Your instructions
Turn the lines of the listing below into a JSON list of strings, one string for each line, leaving out blank lines and any pictures.
--- Begin Information provided ---
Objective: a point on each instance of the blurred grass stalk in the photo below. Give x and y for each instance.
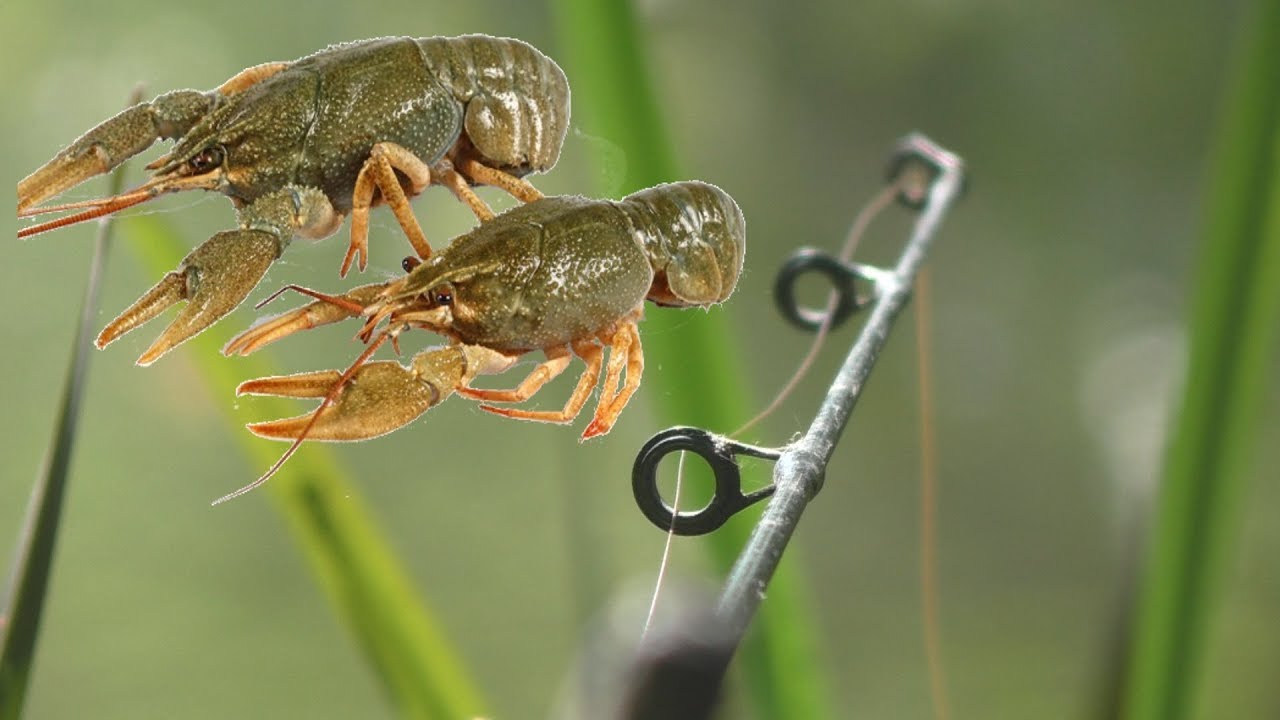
(28, 582)
(356, 566)
(700, 378)
(1235, 315)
--- End Information provided ---
Response for this exercise
[
  "Objective: a point on each instance of the blurred grass stalk in the photo below. Give x and y for each instance.",
  "(28, 582)",
  "(356, 566)",
  "(700, 378)",
  "(1235, 315)"
]